EXERCISE:
Starting at the beginning of the records and ending with the line that contains "[160,225,187,278]", write every line out again, adding -31 to each number in the bounding-box coordinates. Leave the pictures out.
════════
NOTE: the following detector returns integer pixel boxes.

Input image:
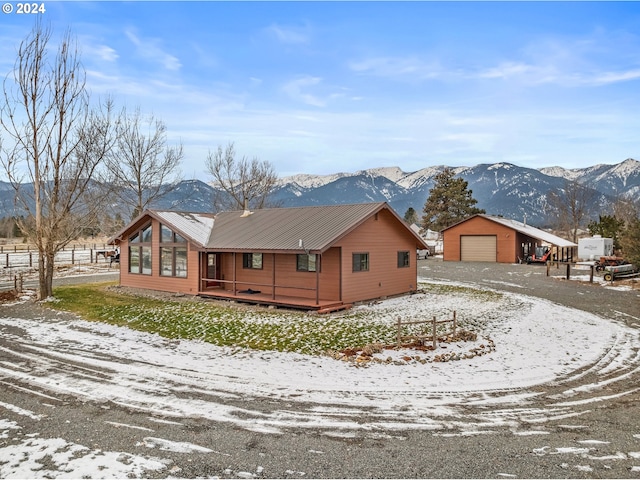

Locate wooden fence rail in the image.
[396,310,458,350]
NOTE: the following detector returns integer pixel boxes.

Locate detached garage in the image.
[442,214,577,263]
[460,235,498,262]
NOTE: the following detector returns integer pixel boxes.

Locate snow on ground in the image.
[0,272,640,478]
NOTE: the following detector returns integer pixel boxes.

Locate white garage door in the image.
[460,235,497,262]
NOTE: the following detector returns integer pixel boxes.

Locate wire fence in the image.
[0,244,119,291]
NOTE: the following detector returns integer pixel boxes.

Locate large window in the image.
[296,253,318,272]
[129,225,151,275]
[242,253,262,270]
[353,253,369,272]
[398,252,409,268]
[160,225,187,278]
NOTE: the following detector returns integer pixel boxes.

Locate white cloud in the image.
[282,75,326,107]
[266,24,309,45]
[349,57,447,79]
[125,30,182,70]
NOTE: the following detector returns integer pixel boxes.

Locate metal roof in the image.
[206,202,423,252]
[114,202,427,253]
[478,214,578,247]
[153,210,214,245]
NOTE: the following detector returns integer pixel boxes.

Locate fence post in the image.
[453,310,457,337]
[433,315,438,350]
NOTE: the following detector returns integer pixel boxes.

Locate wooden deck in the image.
[198,288,352,313]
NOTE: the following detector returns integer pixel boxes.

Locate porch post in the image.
[233,252,237,295]
[316,253,322,305]
[271,252,276,300]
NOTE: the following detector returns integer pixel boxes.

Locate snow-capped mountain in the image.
[0,159,640,227]
[273,159,640,226]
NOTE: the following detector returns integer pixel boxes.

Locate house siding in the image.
[339,210,418,302]
[443,217,521,263]
[120,219,200,295]
[115,204,424,308]
[220,248,340,300]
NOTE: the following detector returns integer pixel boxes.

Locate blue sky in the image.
[0,1,640,179]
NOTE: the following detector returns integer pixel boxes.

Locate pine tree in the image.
[404,207,418,225]
[422,168,485,231]
[620,217,640,267]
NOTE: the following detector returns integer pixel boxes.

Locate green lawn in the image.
[52,284,496,354]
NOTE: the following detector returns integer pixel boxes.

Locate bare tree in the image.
[207,143,278,211]
[547,180,597,243]
[108,108,183,217]
[0,23,113,299]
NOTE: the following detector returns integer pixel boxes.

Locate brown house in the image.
[442,214,577,263]
[112,203,426,311]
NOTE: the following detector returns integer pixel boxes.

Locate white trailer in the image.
[578,235,613,261]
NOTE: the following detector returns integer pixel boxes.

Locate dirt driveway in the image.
[0,264,640,478]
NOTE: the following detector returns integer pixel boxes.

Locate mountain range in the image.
[0,158,640,227]
[273,158,640,227]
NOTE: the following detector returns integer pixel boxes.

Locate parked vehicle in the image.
[604,263,640,282]
[596,255,629,272]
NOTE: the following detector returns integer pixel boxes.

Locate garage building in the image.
[442,214,577,263]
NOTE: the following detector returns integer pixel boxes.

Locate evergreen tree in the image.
[587,215,624,250]
[620,218,640,267]
[421,168,485,231]
[404,207,418,225]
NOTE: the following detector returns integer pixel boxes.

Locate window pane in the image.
[398,252,409,268]
[142,225,151,243]
[296,254,317,272]
[353,253,369,272]
[142,247,151,275]
[129,247,140,273]
[175,247,187,277]
[160,247,173,276]
[160,225,173,243]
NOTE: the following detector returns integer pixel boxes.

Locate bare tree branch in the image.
[108,108,184,217]
[0,23,113,298]
[207,143,278,211]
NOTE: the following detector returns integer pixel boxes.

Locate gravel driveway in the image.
[0,258,640,478]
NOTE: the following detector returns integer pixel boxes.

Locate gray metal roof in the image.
[478,214,578,247]
[152,210,214,246]
[206,202,423,252]
[113,202,427,253]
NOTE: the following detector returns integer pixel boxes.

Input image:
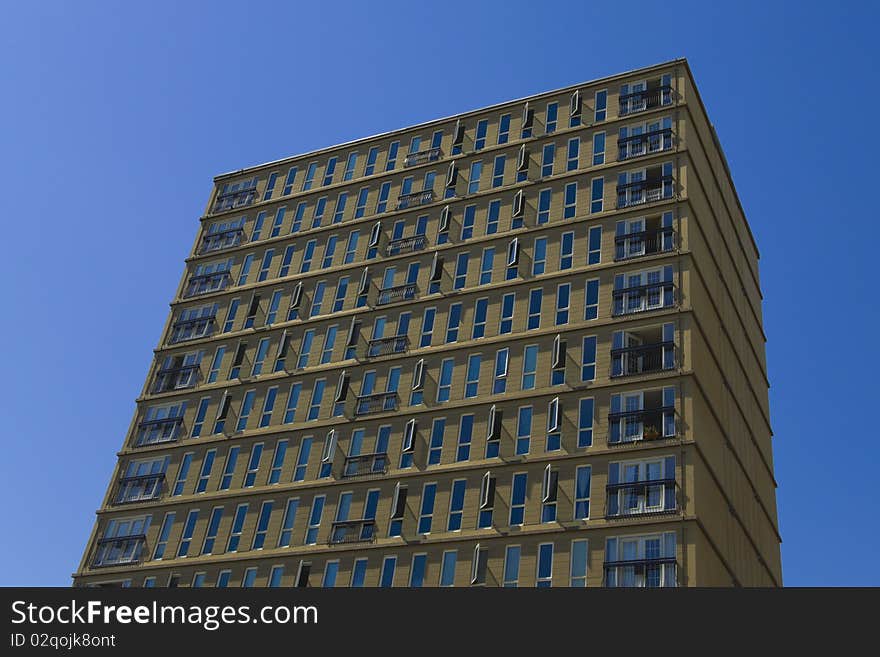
════════
PROBLEM SOLUTION:
NOTE: the following detector returns integer pixel boxes.

Input image:

Locate wooden fence rail in the image.
[365,279,427,319]
NOTE: the following detector returns integer pixel boxes.

Locate detached garage in the image.
[411,183,546,232]
[429,204,467,231]
NOTE: the following detector returns integer pixel boxes.

Locate snow on ground in the image.
[-31,241,609,447]
NOTE: the following detector returns integer pixel boxes.

Locate white garage door in the image.
[429,204,466,231]
NOTE: the following detector returns integer pixel boxes.

Locate wire fence in the image.
[-31,213,88,260]
NOTE: the following detector returns integer pixel boxes.

Locate large window in the image.
[265,222,287,241]
[98,194,120,244]
[211,222,231,239]
[322,222,338,241]
[367,221,378,237]
[129,194,156,247]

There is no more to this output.